───── Quoted passage

Hercule Poirot features in 33 novels and 54 short stories — more than twice the number of Miss Marple mysteries. (Tommy and Tuppence, in contrast, get by with a mere four novels and one short story collection.) Poirot was extremely popular with Christie’s readers, a fact which caused her some consternation, since she soon began to tire of his eccentricities (an obsessive-compulsive need for order and symmetry and an unshakeable confidence in the abilities and superiority of his “little grey cells” being the foremost.) She tried at one point to retire the “little Belgian,” but the public clamored for more, and she reluctantly brought him back. There is a lovely bit in one of her novels when the fictional mystery writer Ariadne Oliver (clearly modeled on Christie herself) complains to Poirot about the trials and tribulations of writing her own fictional and equally eccentric detective.

──────────

**Required work**
- A) Answer these questions from the passage on Hercule Poirot:
(i) In how many novels does Poirot feature?
(ii) How many novels do Tommy and Tuppence get?
(iii) On whom is the fictional mystery writer Ariadne Oliver clearly modeled?
- B) From the passage on Hercule Poirot, explain why Poirot's popularity with readers caused Christie consternation.
- C) Reproduce the part of the passage on Hercule Poirot that opens with the words containing "Hercule Poirot features" and closes with "equally eccentric detective.".
The records are separate material, apart from the passage on Poirot.

───── Data to examine

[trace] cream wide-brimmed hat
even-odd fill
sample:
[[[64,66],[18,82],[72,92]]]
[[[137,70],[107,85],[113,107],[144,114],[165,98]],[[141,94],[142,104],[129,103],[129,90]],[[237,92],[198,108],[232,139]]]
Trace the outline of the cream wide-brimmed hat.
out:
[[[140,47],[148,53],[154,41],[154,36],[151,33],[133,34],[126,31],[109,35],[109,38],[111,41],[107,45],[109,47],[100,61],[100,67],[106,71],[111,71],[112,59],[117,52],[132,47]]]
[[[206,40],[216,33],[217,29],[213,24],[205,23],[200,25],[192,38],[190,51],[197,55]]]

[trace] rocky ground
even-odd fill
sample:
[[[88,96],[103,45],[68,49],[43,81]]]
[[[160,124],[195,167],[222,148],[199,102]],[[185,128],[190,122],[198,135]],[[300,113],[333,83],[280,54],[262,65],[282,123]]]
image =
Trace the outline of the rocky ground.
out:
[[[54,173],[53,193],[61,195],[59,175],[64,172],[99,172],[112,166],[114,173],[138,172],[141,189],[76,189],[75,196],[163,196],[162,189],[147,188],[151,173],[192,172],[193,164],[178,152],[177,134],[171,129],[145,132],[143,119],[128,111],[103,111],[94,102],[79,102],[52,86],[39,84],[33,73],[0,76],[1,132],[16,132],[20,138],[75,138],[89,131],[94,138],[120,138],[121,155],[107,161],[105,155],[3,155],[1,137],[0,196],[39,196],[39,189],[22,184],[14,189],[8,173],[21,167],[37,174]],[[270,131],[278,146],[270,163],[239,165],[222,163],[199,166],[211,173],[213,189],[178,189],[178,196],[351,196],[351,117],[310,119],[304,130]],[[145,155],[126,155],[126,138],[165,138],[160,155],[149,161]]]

──────────

**Responses by task**
- A)
(i) 33
(ii) Four
(iii) Christie herself

- B) Christie soon began to tire of Poirot's eccentricities, chiefly his obsessive-compulsive need for order and symmetry and his unshakeable confidence in his "little grey cells." When she tried to retire him, the public clamored for more, and she reluctantly brought him back.

- C)
Hercule Poirot features in 33 novels and 54 short stories — more than twice the number of Miss Marple mysteries. (Tommy and Tuppence, in contrast, get by with a mere four novels and one short story collection.) Poirot was extremely popular with Christie’s readers, a fact which caused her some consternation, since she soon began to tire of his eccentricities (an obsessive-compulsive need for order and symmetry and an unshakeable confidence in the abilities and superiority of his “little grey cells” being the foremost.) She tried at one point to retire the “little Belgian,” but the public clamored for more, and she reluctantly brought him back. There is a lovely bit in one of her novels when the fictional mystery writer Ariadne Oliver (clearly modeled on Christie herself) complains to Poirot about the trials and tribulations of writing her own fictional and equally eccentric detective.